Work request A: Print everything in the piece about the family diaries from "The next one" down to "arrives in Australia.", word for word.
Work request B: Give what follows next in the piece about the family diaries, picking up after its final sentence.

Text block:
**********

Window to another World – my Uncle’s diary
When clearing out a family home before lockdown, we discovered many, many interesting things. There were some old children’s books, some wonderful woodworking tools, a wooden wheelbarrow (constructed using some of those wonderful woodworking tools) and three diaries.
The oldest of these was from the 1880s and written in Flemish. We’re still working out how we can get this one translated.
The next one was written in the early years of WWI, by my teenaged great-uncle, a refugee from Brussels living temporarily in England, within walking distance of Harefield, Australia’s hospital base.
The third begins in January 1917 in French and then halfway through, in late 1918, switches to English, includes a (very brief) mention of Armistice Day and continues through to the end of February 1922 when he arrives in Australia.
I’ve discovered a biscuit company that was once the biggest manufacturer of biscuits in teh world, and learned that opera houses were sometimes given over to showings of ‘the pictures’. I’ve discovered that recovering soldiers were grateful for the company of a teenager and his sisters in a ‘normal’ home.

**********

Records:
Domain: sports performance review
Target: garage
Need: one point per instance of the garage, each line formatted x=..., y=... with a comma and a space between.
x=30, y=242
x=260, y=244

**********

Written reply A:
The next one was written in the early years of WWI, by my teenaged great-uncle, a refugee from Brussels living temporarily in England, within walking distance of Harefield, Australia’s hospital base.
The third begins in January 1917 in French and then halfway through, in late 1918, switches to English, includes a (very brief) mention of Armistice Day and continues through to the end of February 1922 when he arrives in Australia.

Written reply B:
The diary is mostly written with a dip pen, although there are later sections in pencil. There are a couple of images – which I think are copies of political cartoons. The handwriting is beautiful but sometimes hard to decipher. It’s hard to know whether that’s because English is not his native language, and certainly there are some spelling, punctuation and grammar oddities, but sometimes the change in handwriting is showing his emotions. In the sample above, he has just been given approval from his father to travel to Australia and the writing is excited and very easy to read. At other times, when he is sad, or grumpy, the words gallop or fall across the page with letters omitted, capitals dropped and punctuation almost non-existent.
There are sections where it’s clear he feels compelled to write something, anything, and others where he waxes lyrical and includes poetry. There are also times it feels a little uncomfortable to be reading his written-down thoughts.
I never met this great-uncle, although I met his three children in their later lives. I know stories of his later life via them and via my father, his nephew. All my knowledge of him has been filtered through others. This is something quite different.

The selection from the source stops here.